• Written task
Lay out all the items below as a Markdown table, one line per row, with a "No." column numbering the rows and a "Line" column holding each line. Skip any blank lines.

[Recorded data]
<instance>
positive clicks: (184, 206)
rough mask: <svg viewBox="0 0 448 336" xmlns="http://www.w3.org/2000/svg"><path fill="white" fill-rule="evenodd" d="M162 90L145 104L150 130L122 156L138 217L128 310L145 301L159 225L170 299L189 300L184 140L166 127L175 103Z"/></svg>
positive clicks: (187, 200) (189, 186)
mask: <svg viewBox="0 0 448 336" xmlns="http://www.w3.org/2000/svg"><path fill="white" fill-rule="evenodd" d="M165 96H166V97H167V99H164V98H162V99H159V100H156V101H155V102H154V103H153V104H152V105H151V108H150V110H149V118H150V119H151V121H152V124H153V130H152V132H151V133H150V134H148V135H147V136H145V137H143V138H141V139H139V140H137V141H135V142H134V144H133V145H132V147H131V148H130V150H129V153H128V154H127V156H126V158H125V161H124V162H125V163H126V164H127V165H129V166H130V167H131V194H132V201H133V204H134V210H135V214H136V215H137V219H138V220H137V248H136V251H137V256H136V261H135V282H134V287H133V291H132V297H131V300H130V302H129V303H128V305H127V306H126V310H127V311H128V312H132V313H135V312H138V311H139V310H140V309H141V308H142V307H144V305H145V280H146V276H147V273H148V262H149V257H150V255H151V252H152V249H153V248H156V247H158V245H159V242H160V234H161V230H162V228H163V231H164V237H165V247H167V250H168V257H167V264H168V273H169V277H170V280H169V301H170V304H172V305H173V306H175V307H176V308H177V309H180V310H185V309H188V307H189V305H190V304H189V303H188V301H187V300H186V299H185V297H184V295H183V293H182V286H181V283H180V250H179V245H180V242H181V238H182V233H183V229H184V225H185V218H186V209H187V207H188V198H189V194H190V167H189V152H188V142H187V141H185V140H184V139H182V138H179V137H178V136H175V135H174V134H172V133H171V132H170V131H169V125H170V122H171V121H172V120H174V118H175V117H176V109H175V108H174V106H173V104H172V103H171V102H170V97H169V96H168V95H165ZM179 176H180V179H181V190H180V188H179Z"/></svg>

• Solved problem
| No. | Line |
|---|---|
| 1 | <instance> |
| 2 | positive clicks: (184, 206) |
| 3 | rough mask: <svg viewBox="0 0 448 336" xmlns="http://www.w3.org/2000/svg"><path fill="white" fill-rule="evenodd" d="M162 90L145 104L150 130L122 156L138 217L128 310L145 301L159 225L170 299L189 300L184 140L166 127L175 103Z"/></svg> |
| 4 | positive clicks: (187, 200) (189, 186) |
| 5 | mask: <svg viewBox="0 0 448 336" xmlns="http://www.w3.org/2000/svg"><path fill="white" fill-rule="evenodd" d="M165 96H166V97H167V99H164V98H162V99H159V100H156V101H155V102H154V103H153V104H152V105H151V108H150V110H149V118H150V119H151V121H152V124H153V130H152V132H151V133H150V134H148V135H147V136H145V137H143V138H141V139H139V140H137V141H135V142H134V144H133V145H132V147H131V148H130V150H129V153H128V154H127V156H126V158H125V161H124V162H125V163H126V164H127V165H129V166H130V167H131V194H132V201H133V204H134V210H135V214H136V215H137V219H138V220H137V248H136V251H137V256H136V261H135V282H134V287H133V291H132V297H131V300H130V302H129V303H128V305H127V306H126V310H127V311H128V312H132V313H135V312H138V311H139V310H140V309H141V308H142V307H144V305H145V280H146V276H147V273H148V262H149V257H150V255H151V252H152V249H153V248H156V247H158V245H159V242H160V234H161V230H162V228H163V231H164V237H165V247H167V250H168V257H167V264H168V273H169V277H170V280H169V301H170V304H172V305H173V306H175V307H176V308H177V309H180V310H185V309H188V307H189V305H190V304H189V303H188V301H187V300H186V299H185V297H184V295H183V293H182V286H181V283H180V250H179V245H180V242H181V238H182V233H183V229H184V225H185V218H186V209H187V207H188V198H189V194H190V167H189V152H188V142H187V141H185V140H184V139H182V138H179V137H178V136H175V135H174V134H172V133H171V132H170V131H169V125H170V122H171V121H172V120H174V118H175V117H176V109H175V108H174V106H173V104H172V103H171V102H170V97H169V96H168V95H165ZM179 176H180V179H181V190H180V188H179Z"/></svg> |